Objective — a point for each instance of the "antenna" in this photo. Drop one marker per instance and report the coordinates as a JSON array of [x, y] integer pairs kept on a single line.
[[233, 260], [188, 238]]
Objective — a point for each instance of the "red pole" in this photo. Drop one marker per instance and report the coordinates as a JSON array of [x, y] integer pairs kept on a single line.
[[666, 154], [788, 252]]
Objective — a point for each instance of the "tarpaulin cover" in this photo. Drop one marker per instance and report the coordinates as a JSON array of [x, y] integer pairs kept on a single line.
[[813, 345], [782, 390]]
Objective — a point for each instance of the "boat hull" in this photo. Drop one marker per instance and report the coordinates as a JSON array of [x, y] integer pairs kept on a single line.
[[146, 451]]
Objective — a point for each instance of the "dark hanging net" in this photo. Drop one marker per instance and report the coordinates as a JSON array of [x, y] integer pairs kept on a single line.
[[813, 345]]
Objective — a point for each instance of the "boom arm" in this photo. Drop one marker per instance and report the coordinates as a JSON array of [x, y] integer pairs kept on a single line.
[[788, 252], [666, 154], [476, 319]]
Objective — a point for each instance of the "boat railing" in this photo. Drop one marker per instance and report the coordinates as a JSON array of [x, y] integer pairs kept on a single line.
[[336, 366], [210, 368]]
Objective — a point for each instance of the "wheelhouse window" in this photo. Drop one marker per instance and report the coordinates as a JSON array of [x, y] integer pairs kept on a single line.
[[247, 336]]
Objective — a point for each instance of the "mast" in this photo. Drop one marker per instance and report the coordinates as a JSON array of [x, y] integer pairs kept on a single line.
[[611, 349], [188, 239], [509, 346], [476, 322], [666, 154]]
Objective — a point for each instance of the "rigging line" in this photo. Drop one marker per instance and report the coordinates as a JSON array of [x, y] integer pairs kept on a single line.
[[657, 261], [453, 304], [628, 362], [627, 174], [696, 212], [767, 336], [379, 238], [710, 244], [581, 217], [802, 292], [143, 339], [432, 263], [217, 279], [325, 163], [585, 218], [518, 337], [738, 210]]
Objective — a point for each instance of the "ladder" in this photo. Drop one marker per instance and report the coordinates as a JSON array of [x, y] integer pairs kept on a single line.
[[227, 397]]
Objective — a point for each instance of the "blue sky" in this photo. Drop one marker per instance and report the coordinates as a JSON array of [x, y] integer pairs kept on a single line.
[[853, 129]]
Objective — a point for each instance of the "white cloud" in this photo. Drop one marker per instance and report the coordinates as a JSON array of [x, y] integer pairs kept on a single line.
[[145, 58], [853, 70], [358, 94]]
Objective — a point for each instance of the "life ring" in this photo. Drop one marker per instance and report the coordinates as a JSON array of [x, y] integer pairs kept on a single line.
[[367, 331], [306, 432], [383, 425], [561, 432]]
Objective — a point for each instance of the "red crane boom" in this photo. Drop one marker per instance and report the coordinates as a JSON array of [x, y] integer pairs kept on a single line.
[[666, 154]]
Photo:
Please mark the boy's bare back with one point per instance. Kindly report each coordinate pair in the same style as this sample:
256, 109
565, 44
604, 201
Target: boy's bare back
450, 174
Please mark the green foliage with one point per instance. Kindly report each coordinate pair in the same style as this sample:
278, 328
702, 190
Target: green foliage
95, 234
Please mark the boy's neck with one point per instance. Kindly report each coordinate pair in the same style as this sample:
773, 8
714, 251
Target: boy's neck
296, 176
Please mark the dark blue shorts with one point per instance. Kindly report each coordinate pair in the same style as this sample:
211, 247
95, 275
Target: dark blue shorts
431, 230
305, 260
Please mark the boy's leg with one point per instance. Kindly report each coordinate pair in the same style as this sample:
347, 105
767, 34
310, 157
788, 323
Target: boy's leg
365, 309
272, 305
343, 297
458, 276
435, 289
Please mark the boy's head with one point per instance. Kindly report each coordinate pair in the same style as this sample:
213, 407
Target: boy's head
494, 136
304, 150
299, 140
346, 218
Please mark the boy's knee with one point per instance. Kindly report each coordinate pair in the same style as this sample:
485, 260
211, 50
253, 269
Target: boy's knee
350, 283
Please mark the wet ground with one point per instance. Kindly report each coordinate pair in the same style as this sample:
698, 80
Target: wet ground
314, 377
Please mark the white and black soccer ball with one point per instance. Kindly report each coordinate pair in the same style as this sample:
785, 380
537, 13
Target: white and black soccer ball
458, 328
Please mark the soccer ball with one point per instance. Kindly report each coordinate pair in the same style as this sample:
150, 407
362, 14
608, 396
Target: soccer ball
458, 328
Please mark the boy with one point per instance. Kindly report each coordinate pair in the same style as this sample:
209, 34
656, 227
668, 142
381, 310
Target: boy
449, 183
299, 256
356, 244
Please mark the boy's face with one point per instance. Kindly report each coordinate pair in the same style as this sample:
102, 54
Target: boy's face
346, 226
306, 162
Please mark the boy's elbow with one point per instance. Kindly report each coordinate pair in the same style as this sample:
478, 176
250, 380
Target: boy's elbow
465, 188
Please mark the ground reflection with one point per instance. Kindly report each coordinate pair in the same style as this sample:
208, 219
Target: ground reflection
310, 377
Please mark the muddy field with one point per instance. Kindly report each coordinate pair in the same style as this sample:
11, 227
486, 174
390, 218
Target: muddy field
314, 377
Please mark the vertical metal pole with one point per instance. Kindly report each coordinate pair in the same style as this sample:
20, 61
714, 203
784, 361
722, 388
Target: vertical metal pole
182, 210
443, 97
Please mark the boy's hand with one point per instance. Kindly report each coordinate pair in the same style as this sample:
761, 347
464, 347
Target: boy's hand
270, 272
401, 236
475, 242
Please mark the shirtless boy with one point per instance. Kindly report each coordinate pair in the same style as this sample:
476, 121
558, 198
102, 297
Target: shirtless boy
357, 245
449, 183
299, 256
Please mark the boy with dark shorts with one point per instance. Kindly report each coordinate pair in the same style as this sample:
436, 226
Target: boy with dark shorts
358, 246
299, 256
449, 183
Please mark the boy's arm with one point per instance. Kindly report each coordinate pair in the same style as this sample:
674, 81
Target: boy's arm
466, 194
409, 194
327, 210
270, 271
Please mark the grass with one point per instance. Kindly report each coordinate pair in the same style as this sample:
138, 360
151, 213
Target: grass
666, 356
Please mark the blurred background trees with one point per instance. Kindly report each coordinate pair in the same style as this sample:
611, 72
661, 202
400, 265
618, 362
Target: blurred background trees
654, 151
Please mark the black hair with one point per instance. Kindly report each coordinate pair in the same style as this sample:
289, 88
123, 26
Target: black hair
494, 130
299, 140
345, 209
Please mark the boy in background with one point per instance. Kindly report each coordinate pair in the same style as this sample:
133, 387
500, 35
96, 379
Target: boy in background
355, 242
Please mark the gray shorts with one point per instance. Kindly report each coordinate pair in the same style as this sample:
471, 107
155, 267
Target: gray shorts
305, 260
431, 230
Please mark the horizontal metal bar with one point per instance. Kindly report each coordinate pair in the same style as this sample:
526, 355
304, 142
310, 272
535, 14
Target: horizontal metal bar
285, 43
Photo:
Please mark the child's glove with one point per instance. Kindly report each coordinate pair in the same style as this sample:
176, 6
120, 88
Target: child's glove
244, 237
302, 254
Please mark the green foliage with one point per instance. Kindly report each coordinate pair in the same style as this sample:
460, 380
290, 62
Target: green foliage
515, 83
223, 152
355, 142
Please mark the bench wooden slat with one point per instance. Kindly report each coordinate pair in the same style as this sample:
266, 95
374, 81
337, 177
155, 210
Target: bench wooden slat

#### EXERCISE DETAILS:
The records above are to be duplicated exactly, every one of them.

#### ANSWER FOR THE TASK:
Objective — a point for each instance of the "antenna" in this photo. Drop one marker per instance and report the coordinates as a JSON array of [x, y] integer pairs kept on a single line.
[[233, 260], [188, 238]]
Objective — a point for each instance of the "red pole" in this photo. Drop one marker per instance and report the coordinates as a JSON array of [x, y] integer pairs kept on a single line.
[[666, 154], [788, 252]]
Objective — a point for each instance of the "tarpaulin cover" in this photo. Drop one marker per instance and report the coordinates as a JSON array of [x, y] integer pairs kept on a single line.
[[813, 345], [782, 390]]
Objective — a point for each instance of the "boat hull" in this photo. Drop one marker per instance and report the coordinates as a JSON array of [x, y] integer pairs kept on a single line.
[[146, 451]]
Objective — a point for each instance of the "dark hanging net" in this photo. Drop one marker per instance and report the coordinates as a JSON array of [x, y] integer pairs kept on a single line.
[[813, 345]]
Objective — a point for each instance of the "boom arm" in this photo. Drop one marker per instance and report the coordinates as a JSON array of [x, y] integer pairs kept on a single line.
[[788, 252], [666, 154], [476, 319]]
Objective — a point for each instance of the "boat railing" in this photo. Drop one marker per instance and report the coordinates as a JSON array of [x, y] integer pairs kept on a single line.
[[336, 366], [210, 368]]
Objective — a point for each instance of the "wheelhouse window" in this photo. Drop one marker per instance and report the coordinates as a JSON array of [x, y] integer pairs kept on a single line.
[[247, 336]]
Objective — a point for each instance of the "mast" in this photo. Drop one marker per instance and report the coordinates as a JSON array of [x, y] integer pairs kept on a single line.
[[611, 349], [188, 239], [509, 346], [476, 322], [666, 154]]
Objective — a point for each instance of the "rigging line" in this photo. Drop one marker per instance and report the coordinates as a JSON array of [x, y] integer pairs kept on a single line.
[[657, 261], [453, 304], [628, 362], [627, 174], [696, 212], [767, 336], [379, 238], [710, 244], [581, 217], [802, 292], [143, 339], [432, 263], [217, 279], [325, 163], [585, 218], [518, 337], [738, 210]]
Objective — a point for each instance of the "ladder" in this photo. Drop one marker per instance and report the coordinates as a JSON array of [x, y] integer pairs kept on a single line.
[[227, 397]]
Objective — a point for each instance of the "blue sky" in this photo. Drop one marker per instance and report the coordinates as a JSON array of [x, y] integer pairs kept on a single line.
[[853, 129]]
Objective — a point for each instance of the "white cloud" in this photo. Drop one marker per instance and report the coordinates as a JSON array of [x, y] integer pairs kept on a single line.
[[145, 58], [853, 70], [358, 94]]
Objective — a point for each instance of the "life ring" in this photo. Drop one marker per instance and report the coordinates as a JSON array of [x, y] integer pairs kept on a single line.
[[367, 331], [306, 432], [383, 425], [561, 432]]
Objective — a point for each instance of the "red crane boom" in this photo. Drop one marker per instance and report the coordinates as a JSON array of [x, y] integer pairs kept on a single line.
[[666, 154]]
Photo:
Please mark the boy's bare back with one point per instance. Kindly report each coordinate pair in the same style as this sample:
256, 109
565, 44
604, 201
Target: boy's bare back
450, 174
Please mark the green foliage with one point per instance. Kindly report each coordinate pair in the same style as this sample:
278, 328
702, 190
Target: green foliage
95, 234
Please mark the boy's neck with one point per instance. Kindly report each coordinate pair in the same style as this sample:
773, 8
714, 251
Target: boy's neck
296, 176
Please mark the dark blue shorts with one point per instance. Kindly report each coordinate pair in the same style as this sample:
211, 247
95, 275
Target: dark blue shorts
431, 230
305, 260
Please mark the boy's leg with one point per instance. Kindly report each coordinate pair in the same style as this sample:
347, 105
767, 34
310, 157
788, 323
Target: boy's leg
365, 309
272, 305
343, 297
458, 276
435, 289
Please mark the boy's head with one point per instance. Kindly report each coordinate pair in the same style as this sample:
213, 407
Target: boy's head
494, 136
304, 150
299, 140
346, 218
Please mark the boy's knee with one point per instance. Kindly report each coordinate pair in the same style as this sample:
485, 260
211, 50
253, 269
Target: boy's knee
350, 283
Please mark the wet ground with one point per instance. Kindly report each coordinate pair in the same style as this sample:
698, 80
Target: wet ground
314, 377
Please mark the white and black soccer ball with one point per instance. Kindly report each coordinate pair in the same style as this sample:
785, 380
537, 13
Target: white and black soccer ball
458, 328
Please mark the soccer ball with one point per instance. Kindly report each coordinate pair in the same style as this sample:
150, 407
362, 14
608, 396
Target: soccer ball
458, 328
Please mark the boy with one point per instance. Kindly report each coordinate pair in the same style as this sample:
209, 34
656, 227
668, 142
381, 310
Target: boy
449, 183
299, 256
356, 244
Please mark the boy's face with one point per instance. Kindly report each coordinate pair in the same style as this sample:
102, 54
Target: boy's face
346, 226
306, 162
Please mark the boy's elbow with one point per instance. Kindly report each coordinate pair in the same style as this sample:
478, 176
250, 380
Target: boy's elbow
465, 188
Please mark the ground reflection with one point per instance. Kindly report each coordinate pair in the same style as this sample:
208, 219
Target: ground reflection
310, 377
Please mark the muddy field with one point per instance. Kindly report each coordinate pair in the same style as this sample:
11, 227
486, 174
390, 218
Target: muddy field
314, 377
Please mark the vertical metal pole with one point per instance. Kindly report each coordinate pair in the same style as this sample:
20, 61
714, 203
784, 361
722, 388
Target: vertical metal pole
182, 210
443, 97
Please mark the boy's hand with one point per instance. Kindly report each coordinate pair in the same style as this sample:
761, 347
464, 347
Target: boy's hand
270, 272
401, 236
475, 242
Please mark the shirtless boy with one point per instance. Kindly report each coordinate pair in the same style as this sample:
476, 121
558, 198
102, 297
Target: shirtless boy
357, 245
449, 183
299, 256
Please mark the boy with dark shorts with one point per instance. Kindly report each coordinate pair in the same style as this sample:
436, 226
Target: boy with dark shorts
358, 246
299, 256
449, 183
Please mark the boy's arm with one point per instance. Kindly report each coordinate pair in the same style as this sample:
674, 81
Target: boy's arm
466, 194
409, 194
327, 210
270, 271
Please mark the grass with one point per instance. Kindly report each coordinate pair in the same style as this sample:
138, 360
151, 213
Target: grass
666, 356
Please mark the blurred background trees with one point per instance. Kindly report each coordinate pair in the same style as this sample:
611, 72
661, 202
400, 265
618, 362
Target: blurred background trees
654, 151
Please mark the black hair with one point per instance. Kindly report each coordinate pair in the same style as this sample:
289, 88
123, 26
Target: black hair
494, 130
299, 140
345, 209
Please mark the boy in background with one point per instance. Kindly report each coordinate pair in the same style as this sample:
133, 387
500, 35
96, 379
Target: boy in background
355, 242
Please mark the gray shorts with one point per instance. Kindly report each coordinate pair in the same style as this sample:
471, 107
155, 267
Target: gray shorts
305, 260
431, 230
Please mark the horizontal metal bar with one point per instance. Kindly report each coordinate pair in the same style as this sample:
526, 355
304, 142
310, 272
535, 14
Target: horizontal metal bar
285, 43
Photo:
Please mark the child's glove with one point per instance. Kindly report each coordinate pair in the same style as this sample:
176, 6
120, 88
Target: child's glove
244, 237
302, 254
Please mark the green foliage with one point per instance. Kindly report each coordinate pair in the same style as this sample:
460, 380
290, 62
Target: green foliage
515, 83
223, 152
355, 142
Please mark the bench wooden slat with one point per instance. Kindly report each coordinate pair in the same style as this sample:
266, 95
374, 81
337, 177
155, 210
Target: bench wooden slat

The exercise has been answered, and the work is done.